==== Information supplied

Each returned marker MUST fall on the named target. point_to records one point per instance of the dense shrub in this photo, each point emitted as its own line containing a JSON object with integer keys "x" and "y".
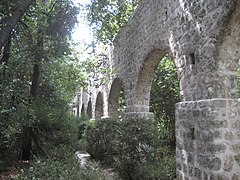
{"x": 133, "y": 147}
{"x": 65, "y": 168}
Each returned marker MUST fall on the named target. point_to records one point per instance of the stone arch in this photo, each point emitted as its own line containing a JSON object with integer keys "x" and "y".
{"x": 143, "y": 87}
{"x": 114, "y": 95}
{"x": 89, "y": 109}
{"x": 99, "y": 106}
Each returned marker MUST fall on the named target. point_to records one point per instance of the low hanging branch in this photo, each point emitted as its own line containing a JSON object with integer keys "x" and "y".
{"x": 7, "y": 28}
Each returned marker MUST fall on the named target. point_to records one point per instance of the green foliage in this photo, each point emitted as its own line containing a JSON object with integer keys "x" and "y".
{"x": 66, "y": 167}
{"x": 107, "y": 17}
{"x": 132, "y": 146}
{"x": 101, "y": 139}
{"x": 164, "y": 96}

========

What needs to be done: Set down the lines of the records above exactly, apart from the pictures.

Result of the exercise:
Each returned marker MUST fall on the named target. point_to records one point per instance of the dense shrub in this photo, each point emitted as its own line containing a JSON object with integer keys "x" and "y".
{"x": 133, "y": 147}
{"x": 65, "y": 168}
Each returned marker MUST fall on the named target. point_to records one point per instance of the stone arch in this photo, each point emitted as its own line containing a JSON object with integer keys "x" and "y".
{"x": 143, "y": 87}
{"x": 114, "y": 95}
{"x": 89, "y": 109}
{"x": 99, "y": 106}
Each returned marker MUST fall on the named target. point_to records one point per instance of the low hanging branch in this photo, each point emitted as its own line containing a JSON object with integer keys "x" and "y".
{"x": 7, "y": 28}
Each returned marker MUST fall on the named target. point_to records one point per instance of the green foliage in this photo, each point emitted as its own line containing a JSON object with integer keys "x" and "y".
{"x": 66, "y": 167}
{"x": 107, "y": 17}
{"x": 132, "y": 146}
{"x": 101, "y": 139}
{"x": 164, "y": 96}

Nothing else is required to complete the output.